▶ [Task statement]:
Which lines in the records below contain the word "asphalt"? Copy each of those lines in full.

((

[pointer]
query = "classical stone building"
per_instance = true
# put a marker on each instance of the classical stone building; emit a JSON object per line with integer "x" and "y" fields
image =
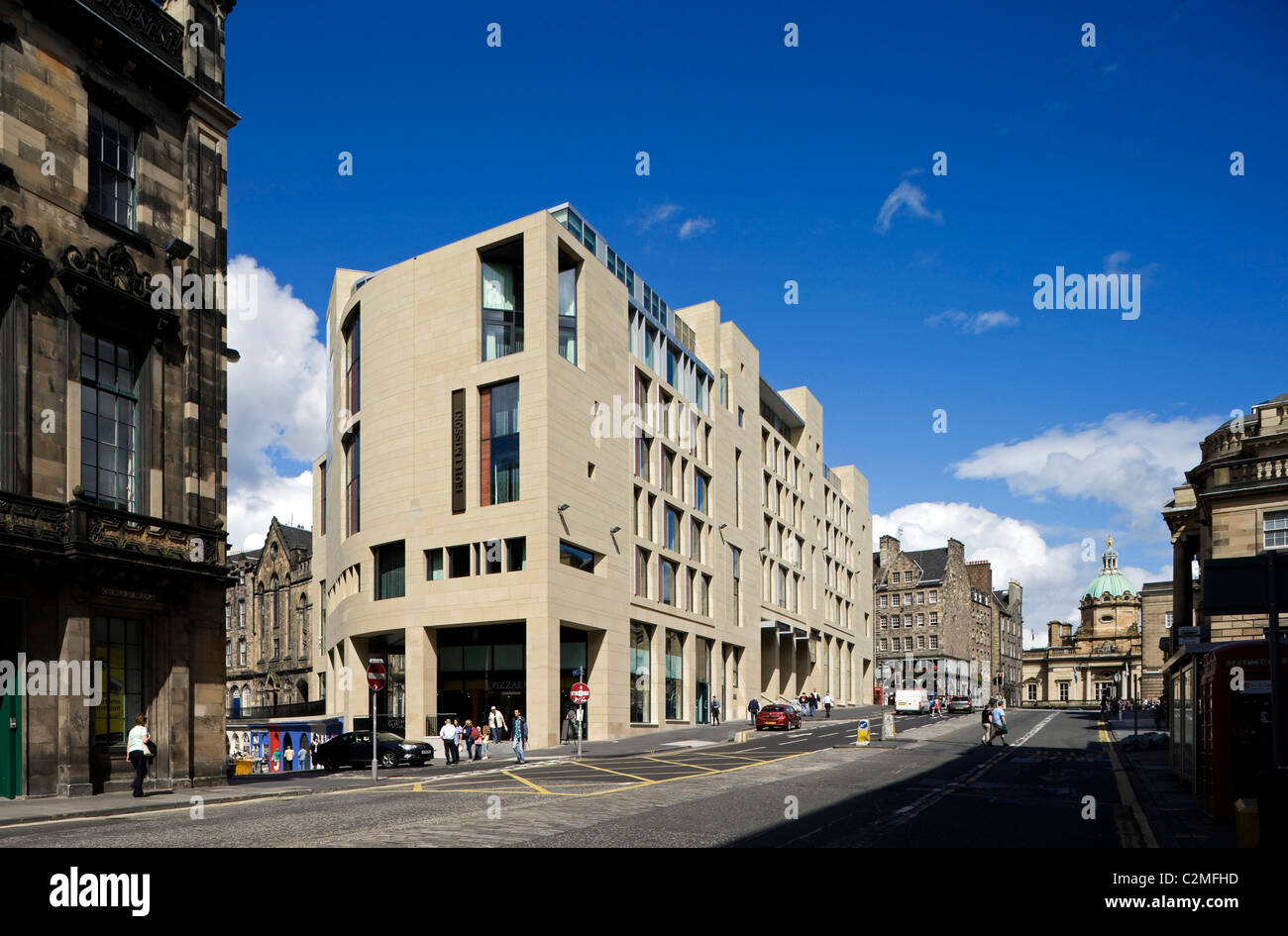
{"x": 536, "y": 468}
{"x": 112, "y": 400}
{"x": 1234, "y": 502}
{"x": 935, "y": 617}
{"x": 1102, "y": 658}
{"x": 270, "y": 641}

))
((

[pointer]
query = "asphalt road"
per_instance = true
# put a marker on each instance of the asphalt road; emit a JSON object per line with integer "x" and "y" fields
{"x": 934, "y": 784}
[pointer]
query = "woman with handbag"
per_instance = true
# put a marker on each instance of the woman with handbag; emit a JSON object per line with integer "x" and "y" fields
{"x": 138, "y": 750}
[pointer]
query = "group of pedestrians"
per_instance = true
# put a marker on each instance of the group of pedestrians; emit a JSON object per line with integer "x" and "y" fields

))

▶ [Problem solution]:
query = "asphalt road"
# put a marker on each instance of the asphalt road; emit a JSON object per line with integer "x" and "y" fields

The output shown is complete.